EXERCISE:
Write out exactly the lines from the one containing "Mark one point on every instance of the black shelving" through the last line of the records below, including both.

============================================================

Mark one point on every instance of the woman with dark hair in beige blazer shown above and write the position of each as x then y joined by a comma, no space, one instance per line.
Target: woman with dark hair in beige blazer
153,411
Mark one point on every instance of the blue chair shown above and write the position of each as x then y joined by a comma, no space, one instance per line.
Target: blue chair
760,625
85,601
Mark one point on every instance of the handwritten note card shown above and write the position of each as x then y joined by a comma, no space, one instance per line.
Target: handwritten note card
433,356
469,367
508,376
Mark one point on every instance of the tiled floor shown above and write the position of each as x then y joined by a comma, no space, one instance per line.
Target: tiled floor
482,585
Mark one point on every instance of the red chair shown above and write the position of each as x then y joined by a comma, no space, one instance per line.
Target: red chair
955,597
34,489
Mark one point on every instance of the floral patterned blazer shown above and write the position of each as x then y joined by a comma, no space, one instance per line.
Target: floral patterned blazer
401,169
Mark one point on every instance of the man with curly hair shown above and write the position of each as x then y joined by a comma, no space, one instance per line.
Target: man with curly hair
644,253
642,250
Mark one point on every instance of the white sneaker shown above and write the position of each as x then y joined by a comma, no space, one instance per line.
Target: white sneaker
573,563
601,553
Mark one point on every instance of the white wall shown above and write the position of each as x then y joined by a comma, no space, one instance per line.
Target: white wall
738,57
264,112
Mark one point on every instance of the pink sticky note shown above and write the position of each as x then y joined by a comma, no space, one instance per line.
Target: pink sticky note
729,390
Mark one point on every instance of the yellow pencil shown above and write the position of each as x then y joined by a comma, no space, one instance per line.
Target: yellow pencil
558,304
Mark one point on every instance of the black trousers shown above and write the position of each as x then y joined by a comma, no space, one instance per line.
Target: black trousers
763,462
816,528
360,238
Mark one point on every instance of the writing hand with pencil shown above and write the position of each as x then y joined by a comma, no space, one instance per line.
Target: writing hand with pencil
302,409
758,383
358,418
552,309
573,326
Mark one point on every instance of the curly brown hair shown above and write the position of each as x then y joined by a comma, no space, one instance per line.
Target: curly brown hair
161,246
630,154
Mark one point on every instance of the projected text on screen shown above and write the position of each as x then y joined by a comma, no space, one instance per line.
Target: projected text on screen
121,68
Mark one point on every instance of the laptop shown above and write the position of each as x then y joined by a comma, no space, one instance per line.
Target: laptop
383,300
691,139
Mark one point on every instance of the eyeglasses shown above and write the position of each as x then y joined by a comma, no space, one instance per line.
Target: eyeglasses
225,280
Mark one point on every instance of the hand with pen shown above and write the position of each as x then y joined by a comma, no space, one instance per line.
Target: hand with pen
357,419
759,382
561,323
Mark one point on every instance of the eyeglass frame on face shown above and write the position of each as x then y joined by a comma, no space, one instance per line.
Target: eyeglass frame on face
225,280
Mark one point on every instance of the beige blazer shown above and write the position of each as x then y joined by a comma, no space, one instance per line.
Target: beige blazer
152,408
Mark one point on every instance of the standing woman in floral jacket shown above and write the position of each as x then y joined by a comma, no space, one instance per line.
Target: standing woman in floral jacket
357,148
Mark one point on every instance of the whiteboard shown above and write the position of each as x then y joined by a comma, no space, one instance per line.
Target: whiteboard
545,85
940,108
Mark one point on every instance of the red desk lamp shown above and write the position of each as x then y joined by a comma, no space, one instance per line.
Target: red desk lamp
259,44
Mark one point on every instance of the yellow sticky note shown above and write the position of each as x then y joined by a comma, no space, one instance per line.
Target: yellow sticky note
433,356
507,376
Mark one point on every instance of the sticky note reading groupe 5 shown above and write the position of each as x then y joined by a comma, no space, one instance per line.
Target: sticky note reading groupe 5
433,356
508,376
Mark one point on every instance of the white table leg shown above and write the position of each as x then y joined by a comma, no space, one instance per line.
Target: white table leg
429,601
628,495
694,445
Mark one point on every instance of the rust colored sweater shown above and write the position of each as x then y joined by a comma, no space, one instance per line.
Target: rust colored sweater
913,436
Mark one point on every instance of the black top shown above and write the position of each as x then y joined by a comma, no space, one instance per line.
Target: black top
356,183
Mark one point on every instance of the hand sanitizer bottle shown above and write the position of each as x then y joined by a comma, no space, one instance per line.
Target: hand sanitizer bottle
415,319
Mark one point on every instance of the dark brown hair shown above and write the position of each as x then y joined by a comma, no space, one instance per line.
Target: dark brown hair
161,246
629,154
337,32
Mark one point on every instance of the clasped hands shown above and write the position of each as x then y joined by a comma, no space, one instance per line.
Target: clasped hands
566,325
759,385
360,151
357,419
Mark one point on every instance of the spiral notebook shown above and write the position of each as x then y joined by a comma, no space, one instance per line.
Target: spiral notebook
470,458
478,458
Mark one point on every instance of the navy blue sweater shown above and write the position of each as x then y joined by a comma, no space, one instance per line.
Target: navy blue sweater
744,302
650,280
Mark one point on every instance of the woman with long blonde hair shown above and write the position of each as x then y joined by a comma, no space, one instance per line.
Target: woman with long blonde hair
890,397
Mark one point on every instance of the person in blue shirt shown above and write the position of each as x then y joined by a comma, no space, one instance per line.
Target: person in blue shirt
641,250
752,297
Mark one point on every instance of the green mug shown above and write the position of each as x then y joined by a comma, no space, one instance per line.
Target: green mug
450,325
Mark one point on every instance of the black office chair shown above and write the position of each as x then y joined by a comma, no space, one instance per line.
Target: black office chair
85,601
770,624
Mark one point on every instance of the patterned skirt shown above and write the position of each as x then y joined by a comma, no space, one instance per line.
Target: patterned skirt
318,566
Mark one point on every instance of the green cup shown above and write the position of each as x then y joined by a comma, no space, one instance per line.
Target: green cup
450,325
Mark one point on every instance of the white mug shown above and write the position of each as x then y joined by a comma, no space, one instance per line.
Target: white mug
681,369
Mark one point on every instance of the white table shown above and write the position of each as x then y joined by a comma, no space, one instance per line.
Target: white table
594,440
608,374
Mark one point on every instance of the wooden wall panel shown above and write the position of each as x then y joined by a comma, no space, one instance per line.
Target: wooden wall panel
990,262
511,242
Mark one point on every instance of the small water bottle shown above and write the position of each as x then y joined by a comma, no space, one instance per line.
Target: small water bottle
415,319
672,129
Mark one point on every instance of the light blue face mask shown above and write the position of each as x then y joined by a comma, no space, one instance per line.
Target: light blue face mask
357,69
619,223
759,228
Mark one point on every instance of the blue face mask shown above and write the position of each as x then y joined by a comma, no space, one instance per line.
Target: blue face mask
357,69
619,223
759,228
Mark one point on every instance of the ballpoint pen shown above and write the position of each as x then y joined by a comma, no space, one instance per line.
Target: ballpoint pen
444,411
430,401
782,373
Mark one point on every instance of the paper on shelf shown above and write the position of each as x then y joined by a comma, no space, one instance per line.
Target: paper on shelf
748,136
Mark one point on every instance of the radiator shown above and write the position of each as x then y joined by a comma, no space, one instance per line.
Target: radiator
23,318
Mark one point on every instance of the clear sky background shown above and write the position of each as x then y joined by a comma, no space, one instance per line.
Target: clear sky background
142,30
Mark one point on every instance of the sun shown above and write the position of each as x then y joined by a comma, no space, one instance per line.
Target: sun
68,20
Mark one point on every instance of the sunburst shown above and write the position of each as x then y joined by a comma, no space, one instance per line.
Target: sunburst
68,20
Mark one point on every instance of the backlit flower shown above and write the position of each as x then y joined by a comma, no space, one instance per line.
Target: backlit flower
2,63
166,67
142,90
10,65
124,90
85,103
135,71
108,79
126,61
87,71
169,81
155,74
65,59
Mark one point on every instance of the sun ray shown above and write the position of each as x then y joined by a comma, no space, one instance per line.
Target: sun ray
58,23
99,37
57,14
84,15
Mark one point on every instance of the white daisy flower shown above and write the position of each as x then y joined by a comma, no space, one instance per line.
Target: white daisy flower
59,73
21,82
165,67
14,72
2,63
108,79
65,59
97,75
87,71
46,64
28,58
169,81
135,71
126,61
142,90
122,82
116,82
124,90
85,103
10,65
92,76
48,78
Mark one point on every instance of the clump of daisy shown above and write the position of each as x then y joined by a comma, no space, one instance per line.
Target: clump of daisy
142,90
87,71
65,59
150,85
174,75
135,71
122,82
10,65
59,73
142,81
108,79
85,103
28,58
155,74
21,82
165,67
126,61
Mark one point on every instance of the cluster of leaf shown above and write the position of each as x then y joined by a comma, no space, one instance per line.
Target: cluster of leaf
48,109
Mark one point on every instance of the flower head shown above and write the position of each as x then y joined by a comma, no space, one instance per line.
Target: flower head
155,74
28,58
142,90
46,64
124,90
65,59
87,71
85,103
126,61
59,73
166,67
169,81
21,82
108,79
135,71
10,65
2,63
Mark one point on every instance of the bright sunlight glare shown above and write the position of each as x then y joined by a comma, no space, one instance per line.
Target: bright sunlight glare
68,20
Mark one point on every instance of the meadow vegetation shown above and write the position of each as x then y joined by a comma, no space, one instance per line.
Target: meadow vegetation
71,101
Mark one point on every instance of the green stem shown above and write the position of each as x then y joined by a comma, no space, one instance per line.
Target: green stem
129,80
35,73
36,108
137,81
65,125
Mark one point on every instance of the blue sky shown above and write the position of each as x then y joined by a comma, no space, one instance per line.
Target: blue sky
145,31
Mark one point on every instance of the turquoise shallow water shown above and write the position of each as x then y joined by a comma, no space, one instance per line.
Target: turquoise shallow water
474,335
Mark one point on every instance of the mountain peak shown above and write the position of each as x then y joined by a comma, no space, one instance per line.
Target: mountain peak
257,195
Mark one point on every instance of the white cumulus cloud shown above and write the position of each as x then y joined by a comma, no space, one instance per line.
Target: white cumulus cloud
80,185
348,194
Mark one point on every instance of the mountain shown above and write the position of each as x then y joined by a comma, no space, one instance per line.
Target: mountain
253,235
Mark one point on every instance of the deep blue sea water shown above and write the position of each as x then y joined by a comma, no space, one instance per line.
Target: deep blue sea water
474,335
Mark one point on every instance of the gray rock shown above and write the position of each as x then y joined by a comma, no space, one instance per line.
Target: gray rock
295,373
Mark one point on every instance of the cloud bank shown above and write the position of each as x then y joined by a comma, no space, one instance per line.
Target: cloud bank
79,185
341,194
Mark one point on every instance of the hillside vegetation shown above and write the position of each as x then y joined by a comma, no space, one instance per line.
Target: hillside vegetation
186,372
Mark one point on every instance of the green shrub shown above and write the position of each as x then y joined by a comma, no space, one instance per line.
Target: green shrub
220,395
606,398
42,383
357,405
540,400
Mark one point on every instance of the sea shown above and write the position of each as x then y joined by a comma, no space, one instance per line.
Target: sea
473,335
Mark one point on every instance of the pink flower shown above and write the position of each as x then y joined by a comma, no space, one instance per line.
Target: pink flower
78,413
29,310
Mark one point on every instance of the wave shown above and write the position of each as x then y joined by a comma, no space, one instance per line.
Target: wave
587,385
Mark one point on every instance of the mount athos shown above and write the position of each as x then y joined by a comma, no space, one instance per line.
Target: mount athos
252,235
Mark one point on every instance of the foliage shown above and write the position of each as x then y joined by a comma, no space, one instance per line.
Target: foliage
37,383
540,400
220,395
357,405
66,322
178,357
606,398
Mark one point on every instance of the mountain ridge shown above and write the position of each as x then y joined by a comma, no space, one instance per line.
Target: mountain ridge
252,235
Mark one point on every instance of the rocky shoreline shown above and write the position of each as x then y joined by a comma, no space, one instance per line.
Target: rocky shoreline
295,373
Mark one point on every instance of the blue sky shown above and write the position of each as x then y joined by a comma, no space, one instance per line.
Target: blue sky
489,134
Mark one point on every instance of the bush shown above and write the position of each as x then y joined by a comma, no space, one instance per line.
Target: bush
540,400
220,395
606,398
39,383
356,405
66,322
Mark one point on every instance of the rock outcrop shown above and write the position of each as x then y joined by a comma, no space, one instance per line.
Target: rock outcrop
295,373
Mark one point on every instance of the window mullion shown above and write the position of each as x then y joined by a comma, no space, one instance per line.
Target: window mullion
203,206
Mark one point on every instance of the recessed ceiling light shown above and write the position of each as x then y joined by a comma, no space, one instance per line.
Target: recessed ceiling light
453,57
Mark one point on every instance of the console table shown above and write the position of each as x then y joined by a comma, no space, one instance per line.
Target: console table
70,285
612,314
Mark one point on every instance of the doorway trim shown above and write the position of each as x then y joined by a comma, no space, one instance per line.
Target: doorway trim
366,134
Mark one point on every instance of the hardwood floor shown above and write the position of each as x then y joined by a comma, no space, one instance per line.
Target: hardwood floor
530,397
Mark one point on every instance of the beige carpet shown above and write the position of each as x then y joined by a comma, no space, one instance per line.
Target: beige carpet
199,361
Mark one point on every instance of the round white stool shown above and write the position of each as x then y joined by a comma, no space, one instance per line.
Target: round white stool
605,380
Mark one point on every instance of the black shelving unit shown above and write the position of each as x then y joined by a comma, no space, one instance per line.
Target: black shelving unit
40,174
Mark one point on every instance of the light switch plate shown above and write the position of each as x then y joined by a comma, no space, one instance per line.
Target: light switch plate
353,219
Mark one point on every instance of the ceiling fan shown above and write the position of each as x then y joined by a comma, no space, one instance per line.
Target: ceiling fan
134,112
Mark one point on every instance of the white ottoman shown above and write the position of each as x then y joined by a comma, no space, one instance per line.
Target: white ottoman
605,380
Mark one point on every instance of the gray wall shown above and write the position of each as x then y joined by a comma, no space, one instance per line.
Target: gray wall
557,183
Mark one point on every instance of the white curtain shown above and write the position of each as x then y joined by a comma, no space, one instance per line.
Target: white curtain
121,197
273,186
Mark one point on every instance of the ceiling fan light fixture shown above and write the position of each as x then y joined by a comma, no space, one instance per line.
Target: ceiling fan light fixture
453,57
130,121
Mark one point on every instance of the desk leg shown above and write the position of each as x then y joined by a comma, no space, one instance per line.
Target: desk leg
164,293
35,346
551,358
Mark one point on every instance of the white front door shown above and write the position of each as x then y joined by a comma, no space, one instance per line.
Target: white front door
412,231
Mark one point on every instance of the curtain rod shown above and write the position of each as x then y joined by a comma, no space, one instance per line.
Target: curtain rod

============================================================

TASK ANSWER:
Mark one point on every instance of the black shelving unit shown above and write the position of each as x then y joined by a comma, no space, one instance per line.
Target: black shelving unit
40,174
Mark one point on every instance of the light switch plate shown above and write the position of each as x then y joined by a comma, no space, one instance per line.
Target: light switch plate
353,219
Mark one point on every instance of the ceiling fan shown above and write the position of each as x then y joined by a comma, no space, one instance per line.
Target: ceiling fan
134,112
Mark one point on every instance of the white ottoman shown above and write the position of each as x then y joined by a comma, no space, one instance per line.
Target: white ottoman
605,380
Mark one point on every instance of the gray wall shown above and write the position of each as x then y joined by a comma, no space, one instance per line.
Target: gray wall
557,183
Mark one point on every instance of the white curtain shown above and write the position of each as x then y joined by a comma, no space, one instance per line.
Target: white curtain
121,197
273,186
Mark one point on every instance of the ceiling fan light fixture shown above and write the position of each as x then y joined by a comma, no space, one instance per line.
Target: ceiling fan light fixture
453,57
130,121
Mark one point on every instance of the desk leg shown above and write the position of each as x then y joined by a comma, no space, one instance per line.
Target: desk leg
164,293
35,346
551,358
Mark one point on every instance of the white front door shown above and write the position of each as x then y joined by a comma, no space, one instance per line.
Target: white front door
412,231
Mark one point on every instance of the curtain rod shown above and write the position of each as x then y joined by a comma, no space, one instance per line.
Target: curtain rod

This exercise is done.